**GIVEN INSTRUCTION**
Look for "Task: point to each instance of the man in dark" in the listing below, then copy exactly the line it appears in and all lines after it to the end, and nothing more.

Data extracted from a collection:
--
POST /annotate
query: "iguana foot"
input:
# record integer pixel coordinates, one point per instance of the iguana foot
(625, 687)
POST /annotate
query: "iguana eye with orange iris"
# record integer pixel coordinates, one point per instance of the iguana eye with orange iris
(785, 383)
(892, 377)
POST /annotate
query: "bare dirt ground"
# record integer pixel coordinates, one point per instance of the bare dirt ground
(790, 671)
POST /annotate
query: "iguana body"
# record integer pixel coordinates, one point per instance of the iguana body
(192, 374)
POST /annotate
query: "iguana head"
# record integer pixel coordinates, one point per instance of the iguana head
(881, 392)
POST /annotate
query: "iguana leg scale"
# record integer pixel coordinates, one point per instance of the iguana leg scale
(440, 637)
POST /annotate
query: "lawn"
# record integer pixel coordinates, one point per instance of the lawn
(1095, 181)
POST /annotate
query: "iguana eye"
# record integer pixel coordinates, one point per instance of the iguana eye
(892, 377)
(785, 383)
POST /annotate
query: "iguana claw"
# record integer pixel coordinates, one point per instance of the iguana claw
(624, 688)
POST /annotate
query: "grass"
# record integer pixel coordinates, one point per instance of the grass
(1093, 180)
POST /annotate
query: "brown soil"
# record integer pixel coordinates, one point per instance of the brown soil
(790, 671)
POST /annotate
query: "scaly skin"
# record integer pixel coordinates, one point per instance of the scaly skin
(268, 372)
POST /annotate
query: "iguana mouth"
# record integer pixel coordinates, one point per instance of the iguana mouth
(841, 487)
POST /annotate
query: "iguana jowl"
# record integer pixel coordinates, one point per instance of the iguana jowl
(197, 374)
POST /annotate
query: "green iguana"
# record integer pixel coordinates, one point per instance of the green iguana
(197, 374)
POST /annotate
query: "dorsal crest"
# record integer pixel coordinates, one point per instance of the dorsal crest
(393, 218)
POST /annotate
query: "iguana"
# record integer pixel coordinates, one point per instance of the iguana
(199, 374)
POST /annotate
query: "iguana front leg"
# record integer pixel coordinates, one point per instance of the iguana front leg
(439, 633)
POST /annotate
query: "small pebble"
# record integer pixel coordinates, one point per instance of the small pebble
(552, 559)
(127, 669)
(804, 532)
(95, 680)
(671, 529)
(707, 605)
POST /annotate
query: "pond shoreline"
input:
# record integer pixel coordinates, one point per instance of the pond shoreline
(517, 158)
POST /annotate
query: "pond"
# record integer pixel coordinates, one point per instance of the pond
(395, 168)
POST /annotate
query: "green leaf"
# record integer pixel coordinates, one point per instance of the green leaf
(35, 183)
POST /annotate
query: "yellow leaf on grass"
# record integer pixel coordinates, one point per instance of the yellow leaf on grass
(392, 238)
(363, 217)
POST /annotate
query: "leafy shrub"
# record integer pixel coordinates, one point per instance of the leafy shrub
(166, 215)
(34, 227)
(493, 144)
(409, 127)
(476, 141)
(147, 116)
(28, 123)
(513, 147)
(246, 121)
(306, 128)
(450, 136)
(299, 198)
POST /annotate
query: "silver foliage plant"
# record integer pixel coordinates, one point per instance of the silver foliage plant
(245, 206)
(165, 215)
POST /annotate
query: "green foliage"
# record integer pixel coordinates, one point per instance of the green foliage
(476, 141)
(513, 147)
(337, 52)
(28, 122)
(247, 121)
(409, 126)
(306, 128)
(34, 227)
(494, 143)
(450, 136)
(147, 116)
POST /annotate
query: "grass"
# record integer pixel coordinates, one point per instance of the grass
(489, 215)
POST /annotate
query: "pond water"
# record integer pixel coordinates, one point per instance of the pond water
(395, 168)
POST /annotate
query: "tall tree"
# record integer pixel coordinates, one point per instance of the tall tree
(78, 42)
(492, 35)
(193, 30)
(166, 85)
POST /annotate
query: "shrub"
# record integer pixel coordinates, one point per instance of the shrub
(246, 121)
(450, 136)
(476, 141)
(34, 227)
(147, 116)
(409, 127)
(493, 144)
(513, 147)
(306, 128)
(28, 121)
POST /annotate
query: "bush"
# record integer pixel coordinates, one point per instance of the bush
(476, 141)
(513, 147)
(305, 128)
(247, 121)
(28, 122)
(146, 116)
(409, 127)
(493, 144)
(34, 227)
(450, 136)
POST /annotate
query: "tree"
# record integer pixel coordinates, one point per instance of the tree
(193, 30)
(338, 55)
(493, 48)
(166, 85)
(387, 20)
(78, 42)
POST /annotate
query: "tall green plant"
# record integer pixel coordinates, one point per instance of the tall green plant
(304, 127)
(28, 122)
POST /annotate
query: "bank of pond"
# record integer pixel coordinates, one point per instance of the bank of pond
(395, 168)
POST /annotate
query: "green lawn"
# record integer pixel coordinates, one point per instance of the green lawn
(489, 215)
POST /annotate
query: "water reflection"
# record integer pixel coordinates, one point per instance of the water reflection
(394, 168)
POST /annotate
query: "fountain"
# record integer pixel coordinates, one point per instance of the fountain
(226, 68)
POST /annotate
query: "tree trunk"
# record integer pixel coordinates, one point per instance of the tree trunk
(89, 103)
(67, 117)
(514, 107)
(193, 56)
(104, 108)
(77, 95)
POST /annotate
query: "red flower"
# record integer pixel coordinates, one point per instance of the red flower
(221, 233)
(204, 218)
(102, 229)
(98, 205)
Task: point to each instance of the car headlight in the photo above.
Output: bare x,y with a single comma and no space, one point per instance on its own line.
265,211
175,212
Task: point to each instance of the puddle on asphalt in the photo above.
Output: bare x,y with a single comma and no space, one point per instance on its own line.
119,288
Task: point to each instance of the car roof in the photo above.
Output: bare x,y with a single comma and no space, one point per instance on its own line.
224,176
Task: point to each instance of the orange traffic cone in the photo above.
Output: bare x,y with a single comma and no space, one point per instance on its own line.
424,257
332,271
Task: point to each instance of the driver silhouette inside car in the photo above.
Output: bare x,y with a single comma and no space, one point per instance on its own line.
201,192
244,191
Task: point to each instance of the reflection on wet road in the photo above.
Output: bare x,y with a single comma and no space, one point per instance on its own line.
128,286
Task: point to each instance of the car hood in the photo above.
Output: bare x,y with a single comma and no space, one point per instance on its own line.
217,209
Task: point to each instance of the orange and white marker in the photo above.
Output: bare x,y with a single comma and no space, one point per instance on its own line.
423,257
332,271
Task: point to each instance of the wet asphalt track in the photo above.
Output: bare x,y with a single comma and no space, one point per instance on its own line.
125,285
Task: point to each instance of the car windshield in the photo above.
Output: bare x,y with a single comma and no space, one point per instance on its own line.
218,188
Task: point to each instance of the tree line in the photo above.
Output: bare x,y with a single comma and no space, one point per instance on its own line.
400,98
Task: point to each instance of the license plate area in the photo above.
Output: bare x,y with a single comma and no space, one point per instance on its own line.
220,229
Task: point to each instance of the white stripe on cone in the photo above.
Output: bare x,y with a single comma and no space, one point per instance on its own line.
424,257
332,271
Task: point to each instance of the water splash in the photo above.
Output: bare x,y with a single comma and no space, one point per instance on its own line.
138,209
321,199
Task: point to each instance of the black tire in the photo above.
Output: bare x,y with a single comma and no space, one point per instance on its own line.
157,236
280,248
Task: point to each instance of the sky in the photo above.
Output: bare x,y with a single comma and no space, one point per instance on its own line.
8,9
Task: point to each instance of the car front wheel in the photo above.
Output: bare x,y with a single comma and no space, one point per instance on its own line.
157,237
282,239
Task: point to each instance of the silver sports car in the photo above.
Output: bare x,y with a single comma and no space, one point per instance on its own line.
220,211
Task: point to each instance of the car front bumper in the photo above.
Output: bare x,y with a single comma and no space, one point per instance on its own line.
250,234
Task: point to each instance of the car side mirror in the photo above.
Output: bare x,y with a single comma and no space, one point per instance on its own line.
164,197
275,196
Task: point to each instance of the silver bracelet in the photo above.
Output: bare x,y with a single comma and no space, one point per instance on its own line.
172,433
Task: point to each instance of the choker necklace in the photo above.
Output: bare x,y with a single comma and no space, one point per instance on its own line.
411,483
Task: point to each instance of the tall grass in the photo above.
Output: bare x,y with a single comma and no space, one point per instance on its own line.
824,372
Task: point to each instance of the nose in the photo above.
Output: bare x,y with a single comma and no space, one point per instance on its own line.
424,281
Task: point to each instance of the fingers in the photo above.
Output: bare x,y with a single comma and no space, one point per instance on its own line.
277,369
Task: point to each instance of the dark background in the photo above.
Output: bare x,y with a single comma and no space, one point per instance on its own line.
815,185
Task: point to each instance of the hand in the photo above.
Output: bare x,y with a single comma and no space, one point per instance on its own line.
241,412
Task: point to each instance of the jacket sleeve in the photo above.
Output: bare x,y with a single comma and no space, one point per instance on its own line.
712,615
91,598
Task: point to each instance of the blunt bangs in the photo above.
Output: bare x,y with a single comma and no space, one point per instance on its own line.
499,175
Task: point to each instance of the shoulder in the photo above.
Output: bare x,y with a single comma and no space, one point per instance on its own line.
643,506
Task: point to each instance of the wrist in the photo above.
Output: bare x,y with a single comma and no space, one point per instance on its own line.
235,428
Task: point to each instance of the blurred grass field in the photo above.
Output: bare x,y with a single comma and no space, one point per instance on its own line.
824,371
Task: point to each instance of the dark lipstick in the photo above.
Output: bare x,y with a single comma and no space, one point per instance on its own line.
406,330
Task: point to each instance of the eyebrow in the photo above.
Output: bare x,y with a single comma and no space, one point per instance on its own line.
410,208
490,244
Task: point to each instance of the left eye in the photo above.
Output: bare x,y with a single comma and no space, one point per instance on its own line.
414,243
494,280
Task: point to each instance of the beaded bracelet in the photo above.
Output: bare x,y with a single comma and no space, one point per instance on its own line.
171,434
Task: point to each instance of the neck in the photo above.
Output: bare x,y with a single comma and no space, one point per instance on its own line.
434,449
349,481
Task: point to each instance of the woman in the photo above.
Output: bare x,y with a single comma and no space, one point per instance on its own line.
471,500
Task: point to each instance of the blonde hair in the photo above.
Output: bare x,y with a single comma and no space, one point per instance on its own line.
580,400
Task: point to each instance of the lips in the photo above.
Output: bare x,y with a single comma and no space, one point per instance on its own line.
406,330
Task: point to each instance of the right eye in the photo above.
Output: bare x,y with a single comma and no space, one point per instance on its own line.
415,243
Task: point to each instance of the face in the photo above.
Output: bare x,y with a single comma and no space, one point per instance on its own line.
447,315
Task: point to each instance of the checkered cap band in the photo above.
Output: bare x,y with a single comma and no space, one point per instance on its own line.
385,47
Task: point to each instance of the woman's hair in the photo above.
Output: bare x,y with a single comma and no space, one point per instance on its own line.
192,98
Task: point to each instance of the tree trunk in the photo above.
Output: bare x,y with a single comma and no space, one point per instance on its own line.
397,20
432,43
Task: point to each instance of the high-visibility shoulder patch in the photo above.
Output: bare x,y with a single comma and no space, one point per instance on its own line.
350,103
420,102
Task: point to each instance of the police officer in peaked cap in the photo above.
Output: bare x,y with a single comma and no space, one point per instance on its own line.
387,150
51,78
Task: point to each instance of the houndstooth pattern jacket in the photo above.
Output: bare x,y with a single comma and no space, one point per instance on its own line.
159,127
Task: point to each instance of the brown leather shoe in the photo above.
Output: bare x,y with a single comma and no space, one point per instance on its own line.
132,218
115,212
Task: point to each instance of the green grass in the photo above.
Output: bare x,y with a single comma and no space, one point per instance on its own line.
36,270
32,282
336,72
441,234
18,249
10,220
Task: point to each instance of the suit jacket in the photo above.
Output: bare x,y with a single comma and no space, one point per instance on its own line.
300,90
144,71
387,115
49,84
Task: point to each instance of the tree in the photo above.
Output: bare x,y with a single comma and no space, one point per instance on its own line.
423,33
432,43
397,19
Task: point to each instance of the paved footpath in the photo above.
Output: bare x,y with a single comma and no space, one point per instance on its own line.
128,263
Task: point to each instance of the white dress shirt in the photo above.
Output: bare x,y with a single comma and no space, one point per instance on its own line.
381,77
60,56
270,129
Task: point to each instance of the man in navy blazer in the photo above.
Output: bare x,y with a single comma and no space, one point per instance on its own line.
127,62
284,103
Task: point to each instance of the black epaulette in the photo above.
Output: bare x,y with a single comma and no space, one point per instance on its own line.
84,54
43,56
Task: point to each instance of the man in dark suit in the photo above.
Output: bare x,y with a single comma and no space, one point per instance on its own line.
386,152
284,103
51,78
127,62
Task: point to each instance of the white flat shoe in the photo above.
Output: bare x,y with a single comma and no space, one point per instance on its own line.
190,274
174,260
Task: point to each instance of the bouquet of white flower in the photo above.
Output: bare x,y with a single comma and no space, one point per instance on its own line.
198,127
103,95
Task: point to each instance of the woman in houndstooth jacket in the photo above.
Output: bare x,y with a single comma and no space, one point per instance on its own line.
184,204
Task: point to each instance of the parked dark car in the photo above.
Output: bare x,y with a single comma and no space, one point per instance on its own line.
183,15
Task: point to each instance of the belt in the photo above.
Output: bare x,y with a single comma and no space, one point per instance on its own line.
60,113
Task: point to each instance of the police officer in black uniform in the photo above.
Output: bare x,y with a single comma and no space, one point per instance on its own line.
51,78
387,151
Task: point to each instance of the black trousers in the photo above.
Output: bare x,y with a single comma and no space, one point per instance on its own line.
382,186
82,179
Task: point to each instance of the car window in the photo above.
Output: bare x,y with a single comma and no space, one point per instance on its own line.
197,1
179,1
--
**FINISHED TASK**
Task: point to each instance of the man in dark suit in the photo above.
Output: bare x,y with a single comma and no space, one point per instance on its own line.
386,152
284,103
51,78
127,62
Task: point to each instance of the white flat shoe in the photo above.
Output: bare x,y with a single comma and no space, one point per instance on its own line.
190,274
174,260
Task: point to each instance of the bouquet of white flower in the photo above.
Output: bare x,y with a single comma and no space, one point per instance on its own line.
198,127
103,95
Task: point to each instance of the woman in houndstooth jacket in the photo above.
Output: bare x,y with a single comma and no space, one point per instance on its own line.
184,204
Task: point to each instance of the parked dark car in the photo above.
Output: bare x,y with a single comma and no space, one point per instance on its own line.
183,15
Task: point to each instance of the belt in the photo above.
Output: bare x,y with a single comma and no space, one point per instance on its own line.
60,113
Task: point to each instance of the police officer in black uniform in the photo above.
Output: bare x,y with a single comma and no space, one point per instance on its own line.
51,78
387,151
Task: point to each instance of the black trousers in the photo above.
Output: bare x,y with a single comma and no space, one point per instance on its own line.
382,186
82,179
Task: point to each instance of the car window in the photo above.
Output: bare x,y with a single comma and no space, one point per instance on its own line.
197,1
179,1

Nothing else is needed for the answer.